Is integer multiplication really done at the same speed as addition on a modern CPU?

c++ performance cpu multiplication addition

35,772

Solution 1

Multiplication of two n-bit numbers can in fact be done in O(log n) circuit depth, just like addition.

Addition in O(log n) is done by splitting the number in half and (recursively) adding the two parts in parallel, where the upper half is solved for both the "0-carry" and "1-carry" case. Once the lower half is added, the carry is examined, and its value is used to choose between the 0-carry and 1-carry case.

Multiplication in O(log n) depth is also done through parallelization, where every sum of 3 numbers is reduced to a sum of just 2 numbers in parallel, and the sums are done in some manner like the above.
I won't explain it here, but you can find reading material on fast addition and multiplication by looking up "carry-lookahead" and "carry-save" addition.

So from a theoretical standpoint, since circuits are obviously inherently parallel (unlike software), the only reason multiplication would be asymptotically slower is the constant factor in the front, not the asymptotic complexity.

Solution 2

Integer multiplication will be slower.

DATA LISTING —
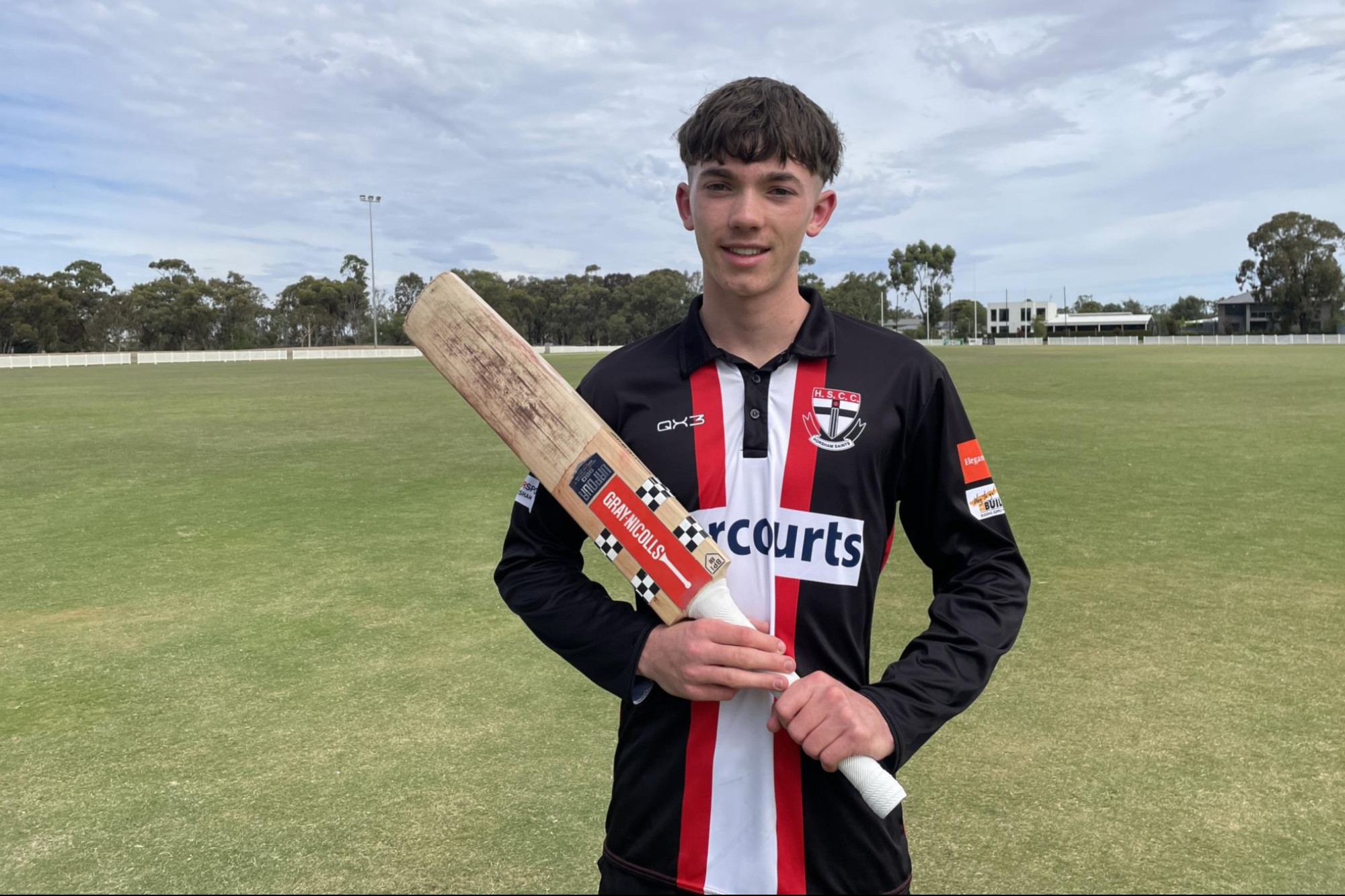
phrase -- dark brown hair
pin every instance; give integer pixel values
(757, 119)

---

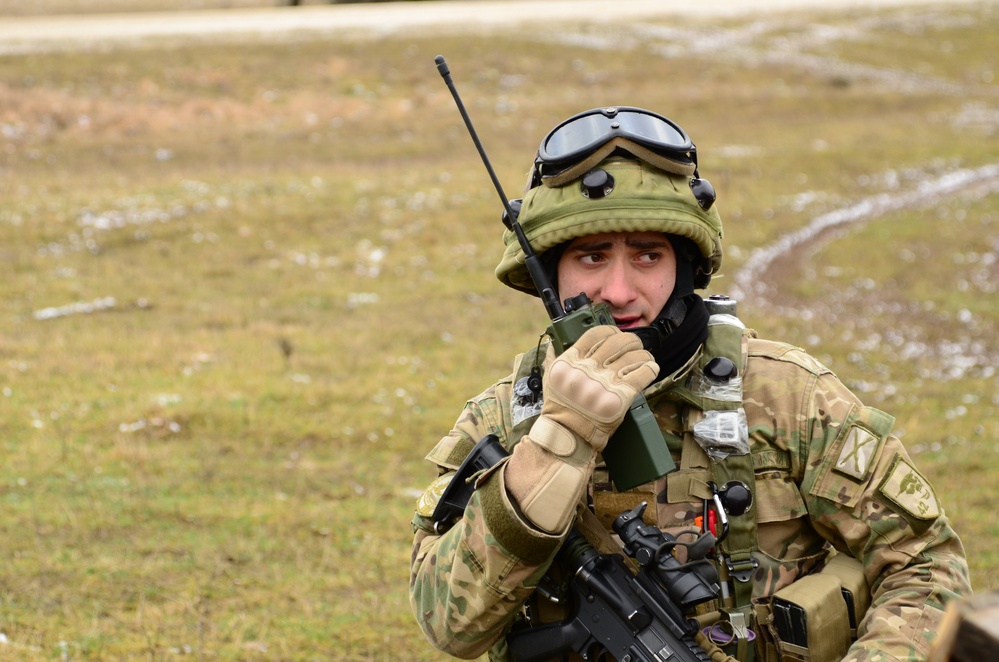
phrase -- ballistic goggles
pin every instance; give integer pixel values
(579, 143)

STATED TASK A —
Reproduce the stretch of the thread on multiplication and addition speed from "Addition in O(log" through "the asymptotic complexity.", word for word.
STATED TASK B —
Carry on the thread on multiplication and addition speed from its last sentence.

FINAL RESULT A —
Addition in O(log n) is done by splitting the number in half and (recursively) adding the two parts in parallel, where the upper half is solved for both the "0-carry" and "1-carry" case. Once the lower half is added, the carry is examined, and its value is used to choose between the 0-carry and 1-carry case.

Multiplication in O(log n) depth is also done through parallelization, where every sum of 3 numbers is reduced to a sum of just 2 numbers in parallel, and the sums are done in some manner like the above.
I won't explain it here, but you can find reading material on fast addition and multiplication by looking up "carry-lookahead" and "carry-save" addition.

So from a theoretical standpoint, since circuits are obviously inherently parallel (unlike software), the only reason multiplication would be asymptotically slower is the constant factor in the front, not the asymptotic complexity.

FINAL RESULT B —
Agner Fog's instruction tables show that when using 32-bit integer registers, Haswell's ADD/SUB take 0.25–1 cycles (depending on how well pipelined your instructions are) while MUL takes 2–4 cycles. Floating-point is the other way around: ADDSS/SUBSS take 1–3 cycles while MULSS takes 0.5–5 cycles.

Solution 3

This is an even more complex answer than simply multiplication versus addition. In reality the answer will most likely NEVER be yes. Multiplication, electronically, is a much more complicated circuit. Most of the reasons why, is that multiplication is the act of a multiplication step followed by an addition step, remember what it was like to multiply decimal numbers prior to using a calculator.

The other thing to remember is that multiplication will take longer or shorter depending on the architecture of the processor you are running it on. This may or may not be simply company specific. While an AMD will most likely be different than an Intel, even an Intel i7 may be different from a core 2 (within the same generation), and certainly different between generations (especially the farther back you go).

In all TECHNICALITY, if multiplies were the only thing you were doing (without looping, counting etc...), multiplies would be 2 to (as ive seen on PPC architectures) 35 times slower. This is more an exercise in understanding your architecture, and electronics.

In Addition: It should be noted that a processor COULD be built for which ALL operations including a multiply take a single clock. What this processor would have to do is, get rid of all pipelining, and slow the clock so that the HW latency of any OPs circuit is less than or equal to the latency PROVIDED by the clock timing.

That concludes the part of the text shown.